» 文章节选:
“扬威海外,怀柔远人”的北京奥运 ------兼谈张艺谋、江泽民、三宝太监及隋炀帝们的关系

北京奥运落下帷幕,全世界松口气,皆大欢喜。对中国老百姓来说,草木皆兵的日子终于过去。居民得以正常出门,邮路运输得以恢复畅通,工厂企业得以重新开张。对中国军人来说,完成了自“六四”以来在北京地区最大的兵力部署,动用了包括地空导弹在内的现代武器,终于有惊无险,得以安然班师。对进城谋生的民工来说,无须再自惭形秽,在自己的祖国,因为“有朋自远方来”,需要“回避”、“肃静”,而被任意驱赶隔离。对洋人,尤其对洋人政客来说,不必再进退两难:出席北京奥运,会被国内人权组织抨击;不出席北京奥运,老婆裸照便会在网上流传,供成亿双“爱国主义”的眼睛轻薄。中国不愧地大物博,人才济济,丈夫轻慢我们的奥运,便向妻子的身体报复,这接近“超限战”的思想,是十分具有创意的谋略。可惜,美中不足,法国总统偏偏是化外蛮夷,不受五千年礼教规范。所以,英特网上虽然趣味盎然,爱丽舍宫不为所动,终究没有“休妻”的消息,这多少使中国愤青们有点扫兴。后来,那位总统又冠冕堂皇地跑到北京,与我们胡总书记握手言欢,同桌共餐。 这更使“超限战”的裸体战略家们始料未及,战绩上稍有几分逊色。

这次北京奥运,使包括裸体战略家在内的人们,都十分满意,万分高兴,感到扬眉吐气。成就感的原因,是在洋人面前挣足了面子。旁的不论,光说开幕式,据说就弘扬了中国传统文化。场面恢宏,艳丽多彩,把个秦皇汉武、四大发明、博学鸿儒、阴阳五行、易经八卦、太上老君,总之五千年最古老的文明,上演得如梦如幻,如醉如痴。洋人们据说一个个看得目瞪口呆,佩服得五体投地。仅仅几个小时,中国人民站起来了,一举洗雪自一八四0年鸦片战争以来一个半世纪的屈辱,此时此刻,其情其境,除非用当年老Q的戏文,“得得,锵锵,得,锵令锵,我手执钢鞭将你打……”(注1),是决不能表达灵魂里的喜悦和惬意于万一的。

» 点标注数据节选:
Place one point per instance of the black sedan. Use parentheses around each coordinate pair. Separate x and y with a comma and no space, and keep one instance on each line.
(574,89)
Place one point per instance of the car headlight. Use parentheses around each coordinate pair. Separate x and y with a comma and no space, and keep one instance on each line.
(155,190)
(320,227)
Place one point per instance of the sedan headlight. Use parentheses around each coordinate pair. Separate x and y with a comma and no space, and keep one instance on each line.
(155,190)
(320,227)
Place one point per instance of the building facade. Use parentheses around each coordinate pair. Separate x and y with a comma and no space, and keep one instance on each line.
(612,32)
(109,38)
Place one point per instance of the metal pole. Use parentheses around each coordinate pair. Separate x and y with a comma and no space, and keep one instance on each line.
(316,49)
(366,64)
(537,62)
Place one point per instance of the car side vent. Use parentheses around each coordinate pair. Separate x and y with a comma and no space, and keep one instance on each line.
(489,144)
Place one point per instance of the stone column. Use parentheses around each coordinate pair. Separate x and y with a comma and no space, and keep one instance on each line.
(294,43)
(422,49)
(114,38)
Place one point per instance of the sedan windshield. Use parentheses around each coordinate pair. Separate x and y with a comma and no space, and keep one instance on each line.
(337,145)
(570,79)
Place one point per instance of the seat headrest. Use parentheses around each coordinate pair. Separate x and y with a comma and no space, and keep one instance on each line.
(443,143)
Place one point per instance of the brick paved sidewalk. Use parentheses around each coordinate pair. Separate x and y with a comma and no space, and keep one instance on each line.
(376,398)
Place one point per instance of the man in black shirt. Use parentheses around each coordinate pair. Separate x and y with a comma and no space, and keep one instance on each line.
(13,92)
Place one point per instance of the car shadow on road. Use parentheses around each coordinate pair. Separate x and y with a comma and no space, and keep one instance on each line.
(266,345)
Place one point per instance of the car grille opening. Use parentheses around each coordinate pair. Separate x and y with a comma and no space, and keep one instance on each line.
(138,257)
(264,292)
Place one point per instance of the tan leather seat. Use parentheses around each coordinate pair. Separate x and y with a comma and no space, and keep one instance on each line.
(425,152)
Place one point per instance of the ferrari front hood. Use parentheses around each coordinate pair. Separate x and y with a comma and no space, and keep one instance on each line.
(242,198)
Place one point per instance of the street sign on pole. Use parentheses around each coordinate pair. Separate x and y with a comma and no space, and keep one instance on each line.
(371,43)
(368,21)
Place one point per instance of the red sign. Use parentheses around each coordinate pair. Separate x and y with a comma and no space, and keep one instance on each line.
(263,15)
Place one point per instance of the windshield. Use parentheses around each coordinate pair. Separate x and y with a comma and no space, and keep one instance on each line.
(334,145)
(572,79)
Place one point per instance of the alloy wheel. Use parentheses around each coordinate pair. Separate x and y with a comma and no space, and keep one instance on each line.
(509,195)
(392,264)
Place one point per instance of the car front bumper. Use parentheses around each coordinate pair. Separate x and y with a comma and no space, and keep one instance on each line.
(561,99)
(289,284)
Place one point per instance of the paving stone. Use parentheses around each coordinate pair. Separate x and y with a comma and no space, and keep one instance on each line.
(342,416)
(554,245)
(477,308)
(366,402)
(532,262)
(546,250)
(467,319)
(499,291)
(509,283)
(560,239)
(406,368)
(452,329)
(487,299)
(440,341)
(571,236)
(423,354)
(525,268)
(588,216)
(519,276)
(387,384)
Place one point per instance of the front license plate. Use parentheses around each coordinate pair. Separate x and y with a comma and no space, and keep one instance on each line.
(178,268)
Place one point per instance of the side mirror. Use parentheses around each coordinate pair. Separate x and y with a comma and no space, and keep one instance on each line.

» 任务指令:
1. 判断下列三项陈述是否与这篇评北京奥运的文章相符,每项答“是”或“否”,并原样引用文中起决定作用的字句:(a) 法国总统后来到北京与胡总书记同桌共餐;(b) 奥运期间动用了包括地空导弹在内的现代武器;(c) 爱丽舍宫最终传出了“休妻”的消息。
2. 从这篇评北京奥运的文章中原文摘录一段,以“北京奥运落下帷幕,全世界松口”开头,以“灵魂里的喜悦和惬意于万一的。”收尾。
3. 接着这篇评北京奥运的文章的最后一句往下续写。

» 各题答案:
1.
(a) 是。「后来,那位总统又冠冕堂皇地跑到北京,与我们胡总书记握手言欢,同桌共餐。」
(b) 是。「动用了包括地空导弹在内的现代武器」
(c) 否。「爱丽舍宫不为所动,终究没有“休妻”的消息」

2.
北京奥运落下帷幕,全世界松口气,皆大欢喜。对中国老百姓来说,草木皆兵的日子终于过去。居民得以正常出门,邮路运输得以恢复畅通,工厂企业得以重新开张。对中国军人来说,完成了自“六四”以来在北京地区最大的兵力部署,动用了包括地空导弹在内的现代武器,终于有惊无险,得以安然班师。对进城谋生的民工来说,无须再自惭形秽,在自己的祖国,因为“有朋自远方来”,需要“回避”、“肃静”,而被任意驱赶隔离。对洋人,尤其对洋人政客来说,不必再进退两难:出席北京奥运,会被国内人权组织抨击;不出席北京奥运,老婆裸照便会在网上流传,供成亿双“爱国主义”的眼睛轻薄。中国不愧地大物博,人才济济,丈夫轻慢我们的奥运,便向妻子的身体报复,这接近“超限战”的思想,是十分具有创意的谋略。可惜,美中不足,法国总统偏偏是化外蛮夷,不受五千年礼教规范。所以,英特网上虽然趣味盎然,爱丽舍宫不为所动,终究没有“休妻”的消息,这多少使中国愤青们有点扫兴。后来,那位总统又冠冕堂皇地跑到北京,与我们胡总书记握手言欢,同桌共餐。 这更使“超限战”的裸体战略家们始料未及,战绩上稍有几分逊色。

这次北京奥运,使包括裸体战略家在内的人们,都十分满意,万分高兴,感到扬眉吐气。成就感的原因,是在洋人面前挣足了面子。旁的不论,光说开幕式,据说就弘扬了中国传统文化。场面恢宏,艳丽多彩,把个秦皇汉武、四大发明、博学鸿儒、阴阳五行、易经八卦、太上老君,总之五千年最古老的文明,上演得如梦如幻,如醉如痴。洋人们据说一个个看得目瞪口呆,佩服得五体投地。仅仅几个小时,中国人民站起来了,一举洗雪自一八四0年鸦片战争以来一个半世纪的屈辱,此时此刻,其情其境,除非用当年老Q的戏文,“得得,锵锵,得,锵令锵,我手执钢鞭将你打……”(注1),是决不能表达灵魂里的喜悦和惬意于万一的。

3.
但讲到弘扬“传统文化”, 在今天的中国,听上去难免有点滑稽。远的如“五四”时期打倒孔家店不说,单拿共产党执政近一个甲子来讲:前三十年,有从“知识分子思想改造”到“文化革命”即“革”文化“命”的冲击;后三十年,有“让一部分人先富起来”为代表的见利忘义、物欲横流的涤荡。“传统文化”,在政治经济双重夹击下,名亡实亡,被无情地扫进了历史的垃圾堆,整个中国早已落得个“白茫茫一片大地真干净”。不要说孔丘老聃,就是晚他们几千年,被称为“最后一代儒家”的章太炎、梁漱溟们,也都成了时代的木乃伊。现在突然要弘扬“传统文化”, 听上去不但象痴人说梦,不知所云,而且几近与死人调情。况且,这死人,我们还亲手参加过围剿和杀戮。

更为滑稽的是,这次复兴“传统文化”的主帅,千挑万选,偏偏选中了张艺谋。张艺谋何许人物?张艺谋是以丑化和践踏中国“传统文化”发家的专业户。在中国近代史上,光靠攻讦中国“传统文化”而能博取功名利禄的人物,张艺谋是当之无愧的第一人。他的早期电影,无一不是煞费苦心,不择手段地迎合西方文明对落后东方的好奇心理和审美偏见。从“红高粱”到“大红灯笼高高挂”,贯穿始终的其实只有一个主题:那就是如果西方文明好奇于东方女人的小脚,张艺谋就调动一切手段,用特写、用慢镜头、用蒙太奇将中国女人的裹脚布一寸一寸地揭开。通过张氏摄影术,捕捉裹脚布上的每一处污秽,放大展示其中每一个细菌。在张艺谋近乎病态的创作中,西方文明获得了异乎寻常的满足。在与东方的对比中,他们体验到了期待中的优越感。于是,张艺谋迎来了鲜花掌声,博得了西方某些人的赏识,从此声誉鹊起。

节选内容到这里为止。